── RECORDS TO USE ──

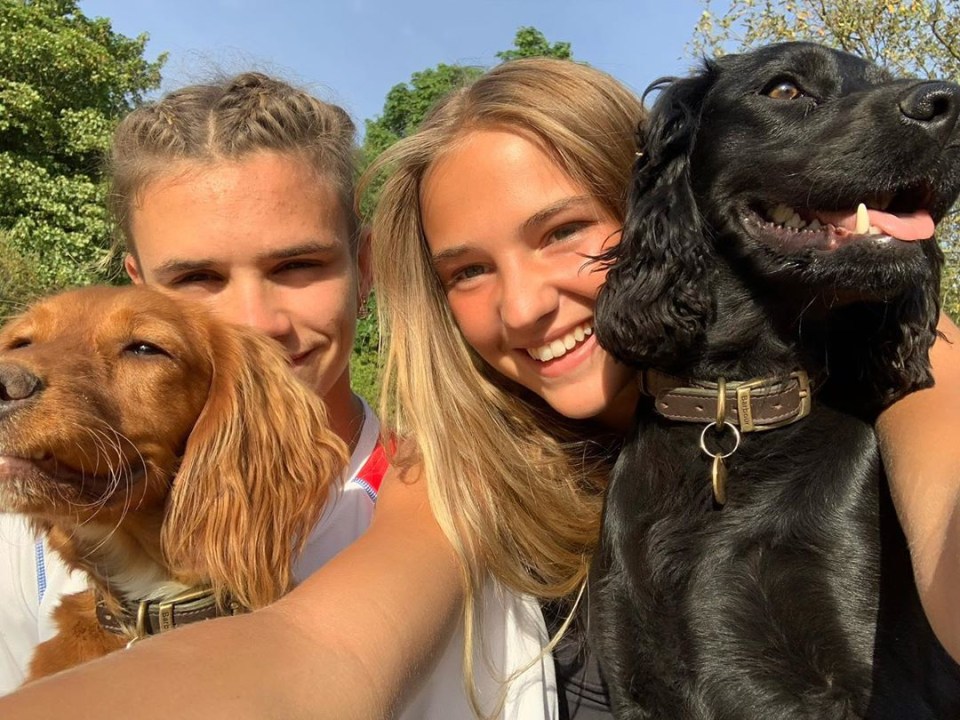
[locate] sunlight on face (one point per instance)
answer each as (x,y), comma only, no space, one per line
(265,243)
(511,235)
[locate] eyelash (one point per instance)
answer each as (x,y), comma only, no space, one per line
(460,275)
(572,229)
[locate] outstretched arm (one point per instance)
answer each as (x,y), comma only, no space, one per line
(353,641)
(920,444)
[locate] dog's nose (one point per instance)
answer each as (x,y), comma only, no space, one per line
(935,105)
(17,384)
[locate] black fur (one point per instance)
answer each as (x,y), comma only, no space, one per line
(796,599)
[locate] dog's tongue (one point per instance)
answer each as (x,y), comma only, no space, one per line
(917,225)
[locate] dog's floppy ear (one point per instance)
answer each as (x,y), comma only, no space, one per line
(657,298)
(890,341)
(255,475)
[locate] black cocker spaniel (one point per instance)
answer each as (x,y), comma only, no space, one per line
(776,286)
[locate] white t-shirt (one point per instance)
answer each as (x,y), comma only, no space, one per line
(32,579)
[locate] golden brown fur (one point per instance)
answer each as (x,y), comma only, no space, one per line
(158,449)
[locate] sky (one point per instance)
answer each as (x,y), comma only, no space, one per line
(352,52)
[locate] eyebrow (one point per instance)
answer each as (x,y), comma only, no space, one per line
(538,218)
(176,266)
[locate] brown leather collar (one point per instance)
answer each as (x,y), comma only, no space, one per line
(751,405)
(150,617)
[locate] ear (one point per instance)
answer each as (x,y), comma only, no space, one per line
(657,300)
(893,339)
(255,475)
(132,267)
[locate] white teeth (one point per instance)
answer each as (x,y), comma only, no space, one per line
(780,214)
(863,220)
(795,222)
(560,347)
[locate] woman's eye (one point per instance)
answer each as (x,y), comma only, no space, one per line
(784,90)
(565,232)
(467,273)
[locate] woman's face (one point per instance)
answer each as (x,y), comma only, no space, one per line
(265,243)
(511,237)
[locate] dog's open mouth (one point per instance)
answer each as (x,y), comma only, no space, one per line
(899,216)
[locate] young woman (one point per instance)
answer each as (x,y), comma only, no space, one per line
(240,194)
(480,243)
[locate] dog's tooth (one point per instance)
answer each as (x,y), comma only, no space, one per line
(863,220)
(780,214)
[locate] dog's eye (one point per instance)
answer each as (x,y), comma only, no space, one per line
(143,348)
(783,90)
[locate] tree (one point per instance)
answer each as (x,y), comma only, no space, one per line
(910,37)
(530,42)
(65,80)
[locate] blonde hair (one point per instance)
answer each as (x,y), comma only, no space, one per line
(516,487)
(229,120)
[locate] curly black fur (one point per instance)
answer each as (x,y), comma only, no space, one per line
(796,600)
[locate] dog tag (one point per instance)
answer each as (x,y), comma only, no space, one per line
(719,477)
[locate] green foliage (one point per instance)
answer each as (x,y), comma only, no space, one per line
(18,279)
(65,80)
(403,110)
(408,103)
(910,37)
(530,42)
(364,363)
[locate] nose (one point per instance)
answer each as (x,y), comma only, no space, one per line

───

Retype exactly, please, each line from the line that contains "[locate] dog's open" through the last line of the entries above, with nothing added.

OUTPUT BELOW.
[locate] dog's open mouth (one point per instance)
answer each as (x,y), comma only, no space, one per line
(899,216)
[locate] young woman (one point per instance)
answer each as (x,y), comma only, no space, one per line
(240,194)
(480,243)
[locate] dog's tooth (one point per instance)
answer each as (x,y), comma only, no space, one per line
(863,220)
(780,214)
[locate] dog's eye (one point per instance)
answer each as (x,y), comma only, no space, one per line
(143,348)
(783,90)
[locate] tree (one point per instance)
answer each as (x,y), comma only, no space, one per line
(910,37)
(530,42)
(65,80)
[locate] blonde hair (one point per instance)
answer each as (x,y), comma only, no space, one per line
(516,487)
(229,120)
[locate] curly black fur (one point per instance)
answer each as (x,y), comma only, no space, one per line
(796,600)
[locate] dog tag (one point per instance)
answer each as (x,y), comma only, no space, one per line
(719,477)
[locate] green foliage (one point per instance)
answer each as (x,y), comma only, no space, one per line
(18,279)
(65,80)
(403,110)
(408,103)
(910,37)
(530,42)
(364,363)
[locate] nose (one point per instance)
answer each as (x,y), comma only, no space, one per line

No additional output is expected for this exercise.